_Challenges:_
a – According to the forum post, what does the writer's wife claim is a normal frequency of sex for a healthy marriage?
b – Using the forum post, explain why the writer had increased the level of demanded intimacy and what led the writer to back off.

_Document passage:_
○ ○ ○ ○
I have since apologized for saying something so ridiculous and callous, we both would never do anything of the sort to either one if it came to Divorce (it is NOT heading that way, last night was a REALLY GOOD day, I'm just awake due to a trigger I guess). I told her that it was said in the heat of the moment, and I do not mean it. I am not sure how to better convey that I am sorry for saying that and it is untrue.

With regards to her responses in selfish demands, it seems that she really doesn't want intimacy. I'm hoping my increase of alpha traits turns this around or it will become a big problem with me. I let her know that I have a real issue with her responses here, and that the frequency of sex for our marriage is on the low end. She claims that 1/week is normal for a healthy marriage and I disagree. To be honest, I have no idea really, but it seems low. Maybe I'm just a horndog .

I also let her know that while she might think that my touching her doesn't necessarily mean that it's a prelude to my wanting sex. I also admitted that because of her EA, I had instinctively increased my level of demanded intimacy. Since TAM, and especially since I got the balls to post this thread and receive some solid advice, I've backed off.

My question is this though. If you don't want to be considered a sexual object by your husband, why did you bother to get such nice boobs? (They are really mesmerizing to me, it's really irritating sometimes, maybe it's just the newness - June).
○ ○ ○ ○
Annotated coordinate records:

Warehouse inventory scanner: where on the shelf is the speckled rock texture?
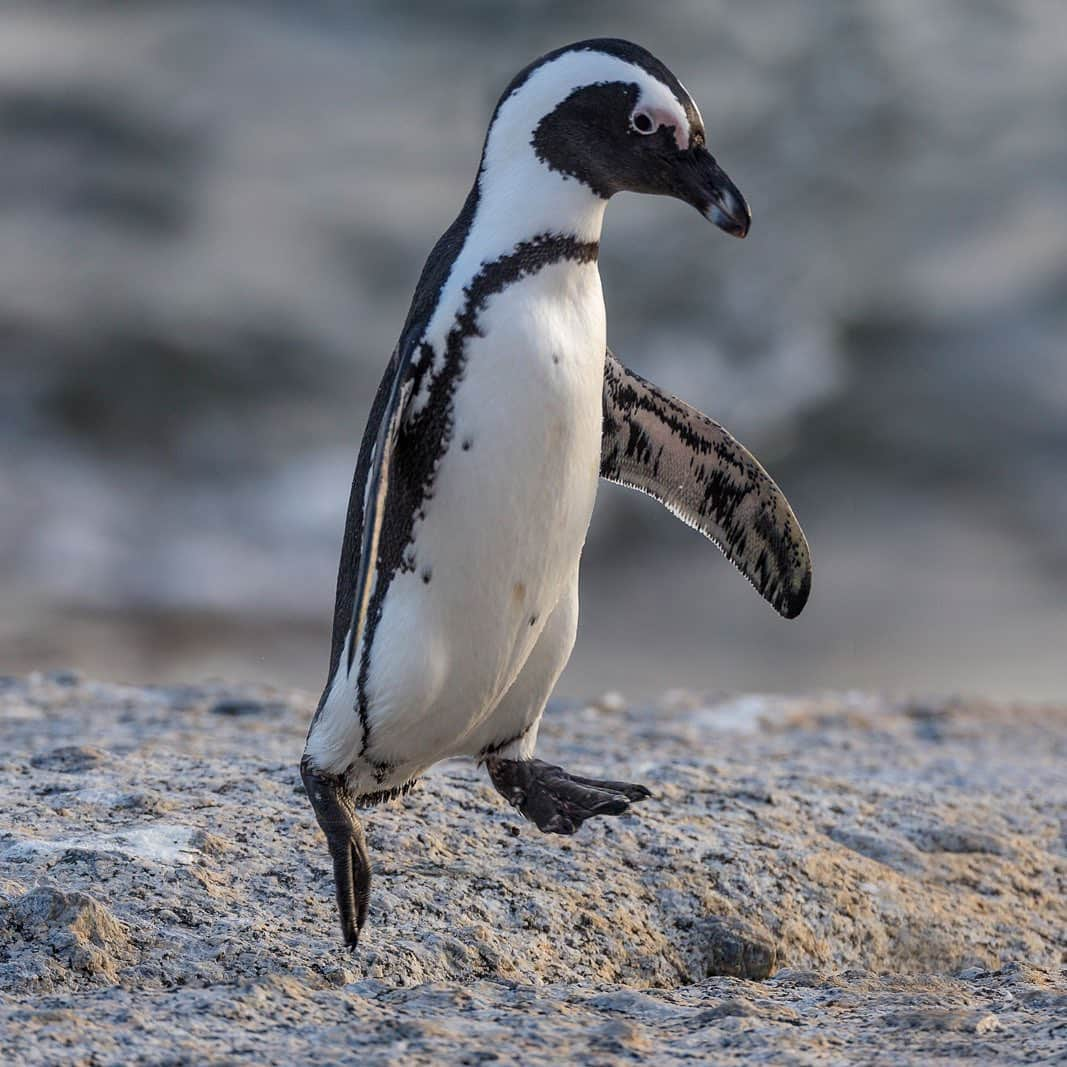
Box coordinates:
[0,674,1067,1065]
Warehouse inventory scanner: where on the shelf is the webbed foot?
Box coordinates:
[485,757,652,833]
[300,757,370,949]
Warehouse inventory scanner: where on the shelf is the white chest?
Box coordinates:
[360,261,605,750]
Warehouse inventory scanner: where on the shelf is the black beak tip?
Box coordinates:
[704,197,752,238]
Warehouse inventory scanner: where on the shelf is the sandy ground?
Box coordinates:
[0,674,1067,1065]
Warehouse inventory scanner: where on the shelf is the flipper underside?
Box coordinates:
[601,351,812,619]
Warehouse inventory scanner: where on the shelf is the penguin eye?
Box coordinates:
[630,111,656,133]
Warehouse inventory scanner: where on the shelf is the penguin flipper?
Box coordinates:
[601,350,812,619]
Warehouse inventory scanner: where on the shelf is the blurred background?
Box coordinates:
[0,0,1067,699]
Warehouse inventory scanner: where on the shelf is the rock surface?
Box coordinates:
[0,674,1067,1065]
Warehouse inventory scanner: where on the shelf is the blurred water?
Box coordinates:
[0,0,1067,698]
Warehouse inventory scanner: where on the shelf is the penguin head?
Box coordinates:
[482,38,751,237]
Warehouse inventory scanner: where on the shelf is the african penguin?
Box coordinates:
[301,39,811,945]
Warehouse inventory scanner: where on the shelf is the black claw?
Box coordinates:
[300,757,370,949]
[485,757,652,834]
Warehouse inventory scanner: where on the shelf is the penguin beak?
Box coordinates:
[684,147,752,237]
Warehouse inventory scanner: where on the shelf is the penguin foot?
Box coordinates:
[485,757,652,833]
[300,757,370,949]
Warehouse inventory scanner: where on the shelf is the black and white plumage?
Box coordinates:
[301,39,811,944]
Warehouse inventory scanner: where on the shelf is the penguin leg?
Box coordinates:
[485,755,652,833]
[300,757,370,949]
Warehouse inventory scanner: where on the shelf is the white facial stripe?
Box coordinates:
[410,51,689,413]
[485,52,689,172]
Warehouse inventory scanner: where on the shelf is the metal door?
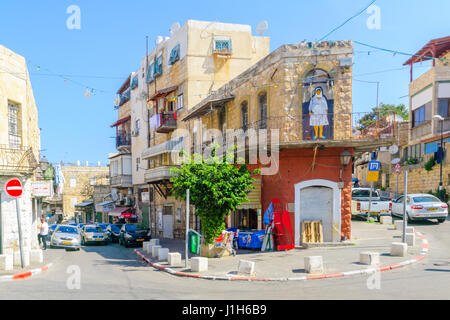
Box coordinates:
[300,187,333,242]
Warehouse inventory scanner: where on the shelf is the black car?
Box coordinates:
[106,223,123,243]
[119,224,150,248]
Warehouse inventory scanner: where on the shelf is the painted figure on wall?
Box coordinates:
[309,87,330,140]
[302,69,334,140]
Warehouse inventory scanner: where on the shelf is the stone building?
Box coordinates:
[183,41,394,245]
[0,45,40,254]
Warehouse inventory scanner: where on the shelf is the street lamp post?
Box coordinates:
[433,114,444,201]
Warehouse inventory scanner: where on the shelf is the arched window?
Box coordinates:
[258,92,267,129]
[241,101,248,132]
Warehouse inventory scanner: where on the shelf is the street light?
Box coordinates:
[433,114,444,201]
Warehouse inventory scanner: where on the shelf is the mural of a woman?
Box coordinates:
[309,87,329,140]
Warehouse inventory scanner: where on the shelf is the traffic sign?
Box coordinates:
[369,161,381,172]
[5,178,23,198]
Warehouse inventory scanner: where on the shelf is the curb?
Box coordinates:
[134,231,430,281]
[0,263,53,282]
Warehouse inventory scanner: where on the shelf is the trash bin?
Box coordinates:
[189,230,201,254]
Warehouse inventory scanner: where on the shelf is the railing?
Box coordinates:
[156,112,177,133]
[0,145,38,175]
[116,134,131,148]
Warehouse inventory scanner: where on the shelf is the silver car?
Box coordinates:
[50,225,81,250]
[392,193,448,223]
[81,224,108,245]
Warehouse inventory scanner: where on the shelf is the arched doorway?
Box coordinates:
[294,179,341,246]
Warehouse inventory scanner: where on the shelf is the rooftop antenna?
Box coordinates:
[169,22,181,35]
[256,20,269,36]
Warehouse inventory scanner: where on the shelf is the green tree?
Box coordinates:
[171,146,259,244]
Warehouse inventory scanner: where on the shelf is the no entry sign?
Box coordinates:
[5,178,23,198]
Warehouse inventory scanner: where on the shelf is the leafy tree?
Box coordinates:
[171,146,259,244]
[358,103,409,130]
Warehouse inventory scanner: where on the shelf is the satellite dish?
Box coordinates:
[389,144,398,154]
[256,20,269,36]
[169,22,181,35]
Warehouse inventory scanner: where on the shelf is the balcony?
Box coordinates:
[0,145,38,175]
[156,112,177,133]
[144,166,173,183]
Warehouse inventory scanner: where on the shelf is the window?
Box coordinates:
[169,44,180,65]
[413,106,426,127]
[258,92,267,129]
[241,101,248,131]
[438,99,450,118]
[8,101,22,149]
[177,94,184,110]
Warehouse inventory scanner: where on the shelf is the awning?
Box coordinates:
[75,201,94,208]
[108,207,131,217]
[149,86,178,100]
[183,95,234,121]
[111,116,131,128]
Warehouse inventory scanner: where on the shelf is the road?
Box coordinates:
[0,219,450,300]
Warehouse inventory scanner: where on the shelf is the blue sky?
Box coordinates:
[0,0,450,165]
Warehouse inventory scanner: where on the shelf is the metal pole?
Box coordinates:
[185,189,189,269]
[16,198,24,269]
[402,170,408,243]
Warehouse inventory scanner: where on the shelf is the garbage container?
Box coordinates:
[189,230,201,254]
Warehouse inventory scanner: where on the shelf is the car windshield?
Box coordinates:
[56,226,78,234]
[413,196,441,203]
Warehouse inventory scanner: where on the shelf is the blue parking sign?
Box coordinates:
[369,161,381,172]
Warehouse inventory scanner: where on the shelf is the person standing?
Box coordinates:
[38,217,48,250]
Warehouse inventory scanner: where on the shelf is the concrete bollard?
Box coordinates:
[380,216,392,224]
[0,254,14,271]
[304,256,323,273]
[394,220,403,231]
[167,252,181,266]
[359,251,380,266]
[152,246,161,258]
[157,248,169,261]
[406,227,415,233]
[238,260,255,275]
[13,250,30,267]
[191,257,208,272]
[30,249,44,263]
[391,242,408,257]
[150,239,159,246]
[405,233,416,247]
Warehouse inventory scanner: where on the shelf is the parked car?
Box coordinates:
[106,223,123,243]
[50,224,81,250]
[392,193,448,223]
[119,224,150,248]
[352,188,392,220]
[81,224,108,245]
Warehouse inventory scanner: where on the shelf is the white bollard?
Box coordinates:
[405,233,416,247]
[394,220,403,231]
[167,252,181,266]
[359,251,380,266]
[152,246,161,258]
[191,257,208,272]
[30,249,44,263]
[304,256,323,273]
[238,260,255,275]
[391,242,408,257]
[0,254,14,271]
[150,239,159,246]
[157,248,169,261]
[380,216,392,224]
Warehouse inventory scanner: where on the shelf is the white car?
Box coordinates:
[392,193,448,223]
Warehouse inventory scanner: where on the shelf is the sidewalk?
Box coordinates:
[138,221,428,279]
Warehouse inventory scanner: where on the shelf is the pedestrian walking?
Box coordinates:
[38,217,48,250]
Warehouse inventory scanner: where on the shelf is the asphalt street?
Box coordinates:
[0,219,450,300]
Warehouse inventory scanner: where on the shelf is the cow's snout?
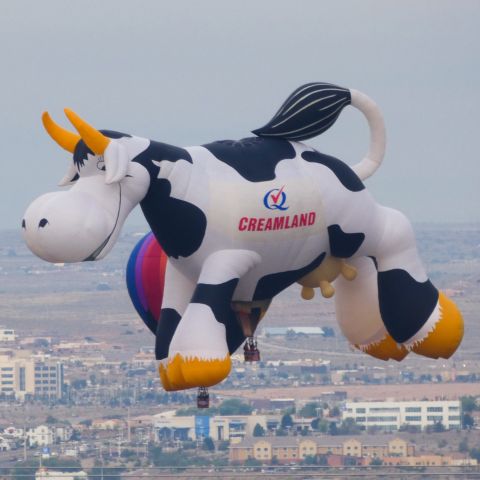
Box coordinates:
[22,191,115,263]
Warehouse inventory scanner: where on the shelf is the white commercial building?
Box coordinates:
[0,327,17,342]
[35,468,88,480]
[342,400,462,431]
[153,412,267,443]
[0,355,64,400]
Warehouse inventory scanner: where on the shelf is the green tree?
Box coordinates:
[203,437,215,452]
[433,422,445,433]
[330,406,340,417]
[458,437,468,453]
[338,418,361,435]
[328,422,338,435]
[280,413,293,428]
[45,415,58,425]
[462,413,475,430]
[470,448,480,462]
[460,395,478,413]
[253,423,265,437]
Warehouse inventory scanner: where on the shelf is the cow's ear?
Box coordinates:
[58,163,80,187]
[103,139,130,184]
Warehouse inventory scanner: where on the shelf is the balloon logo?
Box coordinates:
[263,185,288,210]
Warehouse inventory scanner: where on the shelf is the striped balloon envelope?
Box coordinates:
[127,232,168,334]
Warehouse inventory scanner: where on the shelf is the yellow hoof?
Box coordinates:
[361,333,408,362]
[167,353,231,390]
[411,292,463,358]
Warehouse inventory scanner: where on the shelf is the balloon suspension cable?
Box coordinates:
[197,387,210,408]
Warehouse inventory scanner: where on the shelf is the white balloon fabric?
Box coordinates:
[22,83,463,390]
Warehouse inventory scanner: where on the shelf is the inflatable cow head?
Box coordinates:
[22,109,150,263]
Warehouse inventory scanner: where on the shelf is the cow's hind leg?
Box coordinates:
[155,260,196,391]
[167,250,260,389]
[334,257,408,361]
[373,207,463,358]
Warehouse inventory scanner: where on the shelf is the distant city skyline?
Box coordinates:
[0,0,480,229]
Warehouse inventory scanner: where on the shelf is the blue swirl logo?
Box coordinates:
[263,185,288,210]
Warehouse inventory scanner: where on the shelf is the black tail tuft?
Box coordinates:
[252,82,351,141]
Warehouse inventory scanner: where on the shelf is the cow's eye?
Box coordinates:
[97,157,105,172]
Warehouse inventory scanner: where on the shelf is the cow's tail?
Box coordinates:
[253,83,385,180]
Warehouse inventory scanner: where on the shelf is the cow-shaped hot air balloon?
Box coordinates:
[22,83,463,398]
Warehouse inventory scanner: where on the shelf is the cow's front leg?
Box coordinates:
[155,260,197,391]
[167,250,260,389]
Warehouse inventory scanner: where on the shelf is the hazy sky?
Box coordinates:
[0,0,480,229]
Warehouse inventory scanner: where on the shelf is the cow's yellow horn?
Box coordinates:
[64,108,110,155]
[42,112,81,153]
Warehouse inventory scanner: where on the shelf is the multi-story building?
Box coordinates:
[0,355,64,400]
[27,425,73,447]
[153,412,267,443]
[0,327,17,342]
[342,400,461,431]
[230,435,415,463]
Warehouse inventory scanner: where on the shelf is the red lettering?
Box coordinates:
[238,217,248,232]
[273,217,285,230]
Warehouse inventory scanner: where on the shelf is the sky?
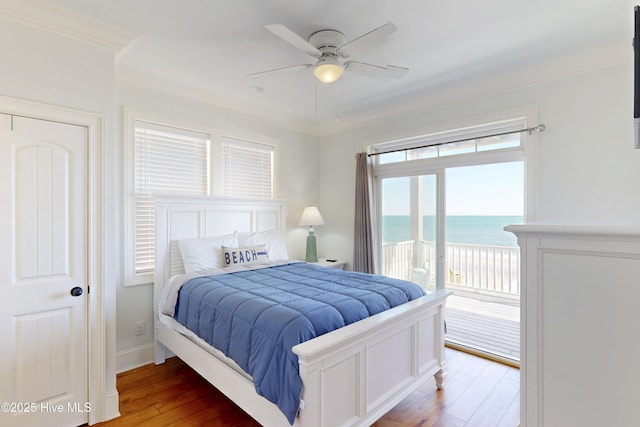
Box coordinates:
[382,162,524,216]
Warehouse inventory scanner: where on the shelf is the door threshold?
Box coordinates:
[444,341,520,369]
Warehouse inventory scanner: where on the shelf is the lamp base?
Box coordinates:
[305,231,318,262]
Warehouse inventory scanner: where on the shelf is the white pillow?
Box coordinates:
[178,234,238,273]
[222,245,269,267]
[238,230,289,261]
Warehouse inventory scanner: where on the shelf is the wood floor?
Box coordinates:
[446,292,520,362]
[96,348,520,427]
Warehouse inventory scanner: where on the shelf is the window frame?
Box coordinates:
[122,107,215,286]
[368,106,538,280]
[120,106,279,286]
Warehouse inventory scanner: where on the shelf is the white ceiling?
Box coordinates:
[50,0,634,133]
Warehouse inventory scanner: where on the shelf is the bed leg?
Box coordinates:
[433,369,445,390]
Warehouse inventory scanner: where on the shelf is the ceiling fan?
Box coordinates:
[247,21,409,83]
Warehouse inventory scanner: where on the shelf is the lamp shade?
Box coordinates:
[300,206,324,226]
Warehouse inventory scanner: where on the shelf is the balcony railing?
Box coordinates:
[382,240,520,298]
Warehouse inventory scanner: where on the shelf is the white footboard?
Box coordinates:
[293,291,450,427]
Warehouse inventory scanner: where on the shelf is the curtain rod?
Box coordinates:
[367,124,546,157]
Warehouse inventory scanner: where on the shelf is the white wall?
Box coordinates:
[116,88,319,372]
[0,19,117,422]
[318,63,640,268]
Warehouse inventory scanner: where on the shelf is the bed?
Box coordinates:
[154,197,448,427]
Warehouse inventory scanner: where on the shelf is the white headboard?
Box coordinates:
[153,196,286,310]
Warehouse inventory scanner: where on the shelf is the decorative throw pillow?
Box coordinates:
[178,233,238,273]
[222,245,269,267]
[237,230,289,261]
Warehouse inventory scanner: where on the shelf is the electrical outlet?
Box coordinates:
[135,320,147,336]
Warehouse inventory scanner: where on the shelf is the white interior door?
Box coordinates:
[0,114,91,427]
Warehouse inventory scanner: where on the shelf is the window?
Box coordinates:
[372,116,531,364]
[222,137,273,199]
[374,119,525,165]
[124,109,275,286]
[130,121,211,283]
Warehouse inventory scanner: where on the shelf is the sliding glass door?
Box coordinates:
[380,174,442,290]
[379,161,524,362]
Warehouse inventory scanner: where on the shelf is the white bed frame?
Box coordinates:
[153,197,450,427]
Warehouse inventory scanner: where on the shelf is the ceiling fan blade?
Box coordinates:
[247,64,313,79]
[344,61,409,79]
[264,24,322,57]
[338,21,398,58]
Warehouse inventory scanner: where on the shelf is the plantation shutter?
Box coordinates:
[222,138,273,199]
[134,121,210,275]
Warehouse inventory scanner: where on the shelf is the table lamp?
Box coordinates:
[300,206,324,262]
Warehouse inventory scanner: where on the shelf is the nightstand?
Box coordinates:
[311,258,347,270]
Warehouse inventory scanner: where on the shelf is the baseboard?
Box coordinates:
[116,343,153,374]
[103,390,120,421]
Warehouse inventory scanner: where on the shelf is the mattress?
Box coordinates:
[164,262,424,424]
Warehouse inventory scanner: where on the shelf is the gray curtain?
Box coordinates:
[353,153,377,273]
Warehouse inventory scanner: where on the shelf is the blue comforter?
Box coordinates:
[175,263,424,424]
○ ○ ○ ○
_Answers in order:_
a – Once a week.

b – The writer instinctively increased the level of demanded intimacy because of her EA. The writer backed off after TAM, and especially after posting the thread and receiving solid advice.